Exact copy, no pictures: repeat the data that follows.

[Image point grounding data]
#####
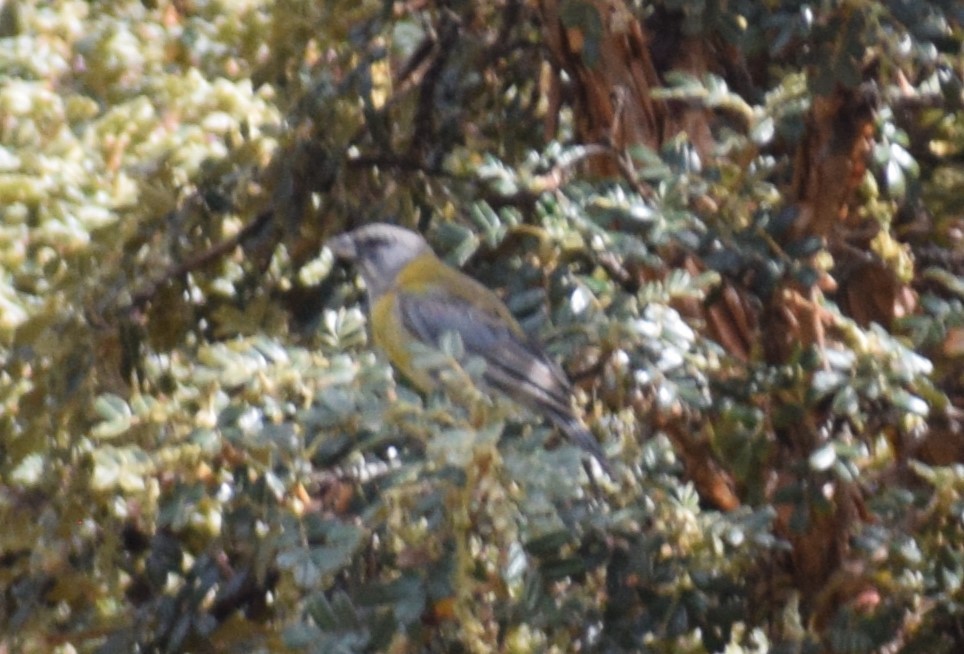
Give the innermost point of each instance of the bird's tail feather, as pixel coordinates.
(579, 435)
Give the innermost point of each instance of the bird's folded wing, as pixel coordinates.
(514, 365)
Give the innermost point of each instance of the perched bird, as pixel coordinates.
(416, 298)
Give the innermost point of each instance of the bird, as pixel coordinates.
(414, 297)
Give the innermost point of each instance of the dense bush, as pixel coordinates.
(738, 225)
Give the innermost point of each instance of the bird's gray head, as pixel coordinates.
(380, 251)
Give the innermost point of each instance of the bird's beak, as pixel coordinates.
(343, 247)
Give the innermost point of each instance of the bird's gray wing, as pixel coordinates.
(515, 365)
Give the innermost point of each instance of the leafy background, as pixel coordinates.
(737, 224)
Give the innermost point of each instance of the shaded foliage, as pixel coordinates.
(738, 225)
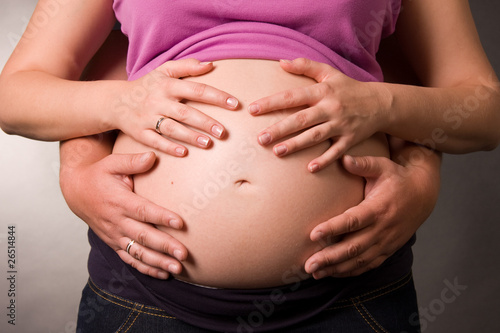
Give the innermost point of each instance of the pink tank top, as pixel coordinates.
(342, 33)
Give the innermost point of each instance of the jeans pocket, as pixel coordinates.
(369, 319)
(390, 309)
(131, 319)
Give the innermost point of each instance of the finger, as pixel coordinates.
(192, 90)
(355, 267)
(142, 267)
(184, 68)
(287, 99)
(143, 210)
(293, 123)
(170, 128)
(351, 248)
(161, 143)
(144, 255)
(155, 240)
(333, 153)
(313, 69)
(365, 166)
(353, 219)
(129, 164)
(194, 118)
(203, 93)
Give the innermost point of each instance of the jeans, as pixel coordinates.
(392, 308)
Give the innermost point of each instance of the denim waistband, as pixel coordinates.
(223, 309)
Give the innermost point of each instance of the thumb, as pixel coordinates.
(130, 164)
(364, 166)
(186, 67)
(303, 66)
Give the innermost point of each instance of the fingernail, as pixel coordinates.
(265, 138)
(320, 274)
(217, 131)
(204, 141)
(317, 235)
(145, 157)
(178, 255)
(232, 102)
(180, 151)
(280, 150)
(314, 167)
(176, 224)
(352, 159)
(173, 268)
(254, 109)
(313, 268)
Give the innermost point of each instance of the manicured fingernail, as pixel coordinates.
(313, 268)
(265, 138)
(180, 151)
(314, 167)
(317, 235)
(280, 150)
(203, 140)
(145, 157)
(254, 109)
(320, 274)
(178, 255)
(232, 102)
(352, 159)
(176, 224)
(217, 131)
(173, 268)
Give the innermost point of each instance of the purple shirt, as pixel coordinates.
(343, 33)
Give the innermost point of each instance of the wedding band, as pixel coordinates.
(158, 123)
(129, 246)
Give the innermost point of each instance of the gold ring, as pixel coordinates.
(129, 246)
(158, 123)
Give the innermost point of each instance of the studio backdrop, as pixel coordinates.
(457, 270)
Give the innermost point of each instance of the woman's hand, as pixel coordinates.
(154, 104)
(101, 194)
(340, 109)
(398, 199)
#####
■ Task response:
Give the innermost point of each instance of the bird's tail feather, as pixel coordinates.
(579, 435)
Give the innermost point of each instance of the bird's folded wing, as pixel coordinates.
(514, 365)
Give the innermost point of each instance of the perched bird, as pixel coordinates.
(416, 298)
Give the innermost point of each instance of the bird, as pixel coordinates.
(414, 297)
Give the innermost point of each instance of the dense bush, as pixel coordinates.
(738, 225)
Give the innermost point of each instance of the bird's gray head, as pixel coordinates.
(380, 251)
Give the innermost point of each instance of the bird's beak, as pixel coordinates.
(343, 247)
Give the innermost point of each instance of the bird's gray wing, as pixel coordinates.
(515, 365)
Give the innermost point of each instance of the leafy background, as pixel coordinates.
(737, 224)
Give the innermost point of each instance of the shaded foliage, as pixel coordinates.
(738, 225)
Give the innermost point of each instance of the pink tank top, as pixel coordinates.
(342, 33)
Give the innermost point of each instance of the jeans pocket, as pixel coordinates.
(369, 319)
(390, 309)
(131, 319)
Give the innermost point of each instance of the finger, as pixel coordinates.
(192, 90)
(355, 267)
(142, 267)
(184, 68)
(287, 99)
(143, 210)
(293, 123)
(170, 128)
(351, 248)
(161, 143)
(144, 255)
(155, 240)
(333, 153)
(313, 69)
(365, 166)
(353, 219)
(129, 164)
(194, 118)
(203, 93)
Give the innermost point of each instance of the jeans, as pixel coordinates.
(392, 308)
Give the innermost point of each instance of the denim waistband, as pixel coordinates.
(223, 309)
Give the innermost point of each instance of the thumb, as pixel coordinates.
(130, 164)
(364, 166)
(186, 67)
(303, 66)
Give the innermost point of each instance of the fingernail, as pixel coordinates.
(265, 138)
(320, 274)
(217, 131)
(204, 141)
(317, 235)
(145, 157)
(178, 255)
(232, 102)
(180, 151)
(280, 150)
(314, 167)
(176, 224)
(352, 159)
(173, 268)
(254, 109)
(313, 268)
Give the innermost point of each instance of the manicured fingernail, as pixel coordinates.
(313, 268)
(265, 138)
(180, 151)
(314, 167)
(317, 235)
(280, 150)
(203, 140)
(145, 157)
(254, 109)
(320, 274)
(178, 255)
(232, 102)
(352, 159)
(176, 224)
(217, 131)
(173, 268)
Give the innermost point of each instance of the purple shirt, as pixel coordinates.
(343, 33)
Give the innermost point of each instance of the wedding band, as pixel coordinates.
(158, 123)
(129, 246)
Give the innermost point of each instance of the gold ring, as pixel coordinates.
(129, 246)
(158, 123)
Give the innermost point of each instance of the studio backdrop, as pixel coordinates.
(457, 270)
Give the innermost point of each instance of the woman's hand, as pixel coordinates.
(154, 104)
(101, 194)
(340, 109)
(398, 199)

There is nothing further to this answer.